While the discovery of a new basal bird is big news, the Anchiornis holotype is not particularly pretty, nor is it obvious to non-specialists that it’s a bird. This might explain why Anchiornis has been (so far as I can tell) mostly ignored by the media so far. Dave Hone tells us that several specimens are now known, however, and that fuller, more detailed information on this dinosaur is due to appear later this year or in 2010.
Ok, enough with the theropods already. Dinosaurs of an altogether different sort next.
For previous Tet Zoo musings on alvarezsaurids see Troodontids and owls, oh the irony (part II), and for stuff on Mesozoic birds see the articles on archaeopterygids, Pengornis, on the Crato enantiornithine.

__Brief 1__:
Do these statements agree with the Anchiornis passage? Answer yes or no for each and quote the words that decide it. (a) The Anchiornis holotype is called not particularly pretty. (b) Only one specimen of Anchiornis is known. (c) More theropods are promised next.
__Brief 2__:
Copy word for word the part of the Anchiornis passage starting at "Ok, enough with" and ending at "the Crato enantiornithine.".
__Brief 3__:
Can you write the next part of the Anchiornis passage, picking up after its final sentence?

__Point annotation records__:
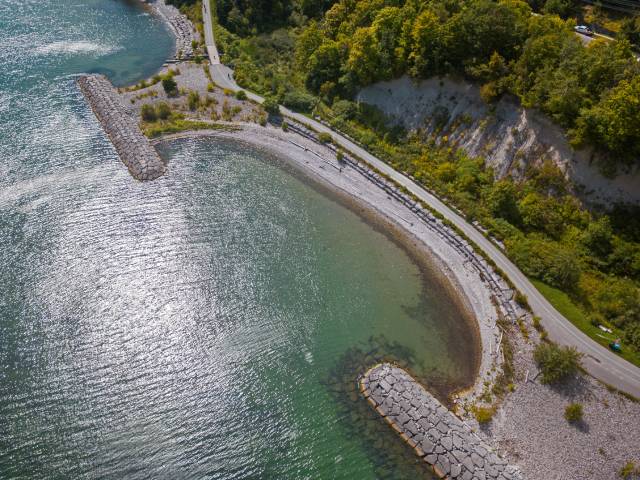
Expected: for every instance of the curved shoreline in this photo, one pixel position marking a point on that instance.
(319, 164)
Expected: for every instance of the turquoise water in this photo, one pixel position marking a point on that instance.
(210, 324)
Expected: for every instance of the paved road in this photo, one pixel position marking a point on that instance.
(598, 361)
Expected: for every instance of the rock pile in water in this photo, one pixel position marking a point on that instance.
(132, 146)
(439, 437)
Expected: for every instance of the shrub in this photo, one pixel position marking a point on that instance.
(345, 109)
(556, 363)
(298, 101)
(573, 412)
(536, 323)
(170, 86)
(483, 414)
(521, 299)
(193, 101)
(628, 470)
(148, 113)
(271, 106)
(163, 110)
(325, 137)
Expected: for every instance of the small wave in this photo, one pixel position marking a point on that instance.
(81, 47)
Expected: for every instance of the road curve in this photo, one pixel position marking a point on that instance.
(600, 362)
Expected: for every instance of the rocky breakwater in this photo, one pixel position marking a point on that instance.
(447, 444)
(132, 146)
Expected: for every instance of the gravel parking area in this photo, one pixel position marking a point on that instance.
(531, 430)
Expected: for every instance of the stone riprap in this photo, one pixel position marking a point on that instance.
(132, 146)
(180, 25)
(439, 437)
(503, 293)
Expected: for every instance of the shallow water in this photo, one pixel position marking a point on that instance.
(210, 324)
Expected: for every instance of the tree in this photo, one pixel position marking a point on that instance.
(325, 65)
(271, 106)
(573, 412)
(598, 237)
(193, 101)
(630, 29)
(556, 363)
(502, 201)
(614, 123)
(428, 51)
(483, 27)
(170, 86)
(562, 8)
(148, 113)
(163, 110)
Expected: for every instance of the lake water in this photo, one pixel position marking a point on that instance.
(210, 324)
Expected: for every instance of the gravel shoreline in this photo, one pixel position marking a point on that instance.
(180, 26)
(319, 164)
(528, 428)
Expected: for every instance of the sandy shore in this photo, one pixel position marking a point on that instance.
(319, 164)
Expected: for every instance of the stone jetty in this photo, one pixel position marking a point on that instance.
(447, 444)
(132, 146)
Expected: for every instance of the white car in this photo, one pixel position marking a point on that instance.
(584, 30)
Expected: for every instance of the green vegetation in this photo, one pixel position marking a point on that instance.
(573, 412)
(271, 106)
(148, 113)
(314, 58)
(483, 414)
(170, 86)
(498, 44)
(193, 101)
(629, 470)
(556, 363)
(325, 137)
(176, 125)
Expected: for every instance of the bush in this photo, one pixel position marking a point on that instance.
(193, 101)
(536, 323)
(628, 470)
(573, 412)
(170, 86)
(521, 299)
(325, 137)
(271, 106)
(483, 414)
(298, 101)
(556, 363)
(163, 110)
(148, 113)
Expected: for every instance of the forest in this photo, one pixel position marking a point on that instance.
(314, 56)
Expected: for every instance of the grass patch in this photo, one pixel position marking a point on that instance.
(156, 129)
(563, 303)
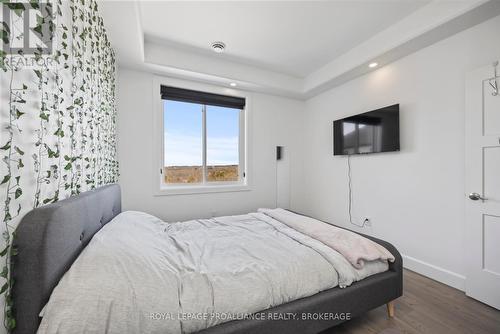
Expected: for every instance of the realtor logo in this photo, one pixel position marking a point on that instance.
(27, 28)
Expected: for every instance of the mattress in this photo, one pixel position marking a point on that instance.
(140, 274)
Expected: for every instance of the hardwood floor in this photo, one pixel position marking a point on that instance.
(426, 307)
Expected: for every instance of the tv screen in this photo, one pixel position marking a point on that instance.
(371, 132)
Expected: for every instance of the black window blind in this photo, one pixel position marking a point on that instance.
(193, 96)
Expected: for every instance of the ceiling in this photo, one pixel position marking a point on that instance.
(292, 37)
(296, 49)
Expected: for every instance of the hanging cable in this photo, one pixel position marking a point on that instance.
(350, 192)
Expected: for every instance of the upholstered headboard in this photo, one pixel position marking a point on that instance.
(48, 240)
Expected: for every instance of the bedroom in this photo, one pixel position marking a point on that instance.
(204, 151)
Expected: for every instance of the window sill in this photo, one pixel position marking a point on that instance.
(198, 189)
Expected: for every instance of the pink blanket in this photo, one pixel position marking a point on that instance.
(354, 247)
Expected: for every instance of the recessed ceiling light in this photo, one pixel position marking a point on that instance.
(218, 47)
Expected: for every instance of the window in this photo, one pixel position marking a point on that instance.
(203, 138)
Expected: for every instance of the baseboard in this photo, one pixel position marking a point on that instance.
(444, 276)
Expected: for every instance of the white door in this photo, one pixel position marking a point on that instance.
(482, 186)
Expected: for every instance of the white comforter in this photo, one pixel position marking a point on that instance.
(142, 275)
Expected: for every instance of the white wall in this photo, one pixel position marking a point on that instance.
(415, 198)
(274, 121)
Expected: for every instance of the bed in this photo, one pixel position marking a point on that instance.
(51, 238)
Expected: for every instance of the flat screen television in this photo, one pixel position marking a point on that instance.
(371, 132)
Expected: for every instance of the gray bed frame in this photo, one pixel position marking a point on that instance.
(51, 237)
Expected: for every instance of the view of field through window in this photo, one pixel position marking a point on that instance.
(183, 143)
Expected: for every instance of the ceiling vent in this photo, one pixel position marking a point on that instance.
(218, 47)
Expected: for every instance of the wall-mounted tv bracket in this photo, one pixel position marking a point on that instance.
(494, 80)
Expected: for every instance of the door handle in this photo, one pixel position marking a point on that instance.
(476, 196)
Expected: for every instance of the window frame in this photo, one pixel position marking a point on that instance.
(162, 188)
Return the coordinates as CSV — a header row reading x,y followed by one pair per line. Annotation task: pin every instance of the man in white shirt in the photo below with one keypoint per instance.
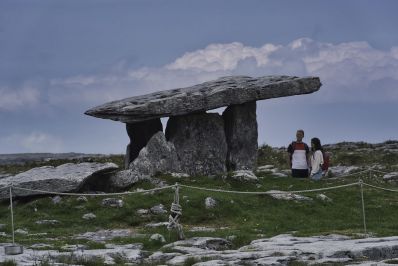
x,y
299,156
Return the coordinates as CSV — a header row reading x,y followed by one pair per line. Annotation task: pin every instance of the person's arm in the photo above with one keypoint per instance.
x,y
289,155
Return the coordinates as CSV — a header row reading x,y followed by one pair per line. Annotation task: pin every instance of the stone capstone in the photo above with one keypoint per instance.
x,y
241,134
140,133
209,95
200,143
64,178
157,156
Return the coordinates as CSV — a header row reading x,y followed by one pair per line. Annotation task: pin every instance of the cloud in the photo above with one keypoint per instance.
x,y
32,142
350,72
16,98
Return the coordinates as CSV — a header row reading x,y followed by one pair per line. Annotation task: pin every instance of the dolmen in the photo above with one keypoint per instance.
x,y
195,141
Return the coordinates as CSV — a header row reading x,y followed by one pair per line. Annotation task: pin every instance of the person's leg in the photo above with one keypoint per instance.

__Written answer 1__:
(a) Yes: "the Anchiornis holotype is not particularly pretty"
(b) No: "several specimens are now known"
(c) No: "Ok, enough with the theropods already. Dinosaurs of an altogether different sort next."

__Written answer 2__:
Ok, enough with the theropods already. Dinosaurs of an altogether different sort next.
For previous Tet Zoo musings on alvarezsaurids see Troodontids and owls, oh the irony (part II), and for stuff on Mesozoic birds see the articles on archaeopterygids, Pengornis, on the Crato enantiornithine.

__Written answer 3__:
Refs – –
Alifanov, V. R. & Barsbold, R. 2009. Ceratonykus oculatus gen. et sp. nov., a new dinosaur (?Theropoda, Alvarezsauria) from the Late Cretaceous of Mongolia. Paleontological Journal 43, 94-106.
Ostrom, J. H. 1969. Osteology of Deinonychus antirrhopus, an unusual theropod from the Lower Cretaceous of Montana. Bulletin of the Peabody Museum of Natural History 30, 1-165.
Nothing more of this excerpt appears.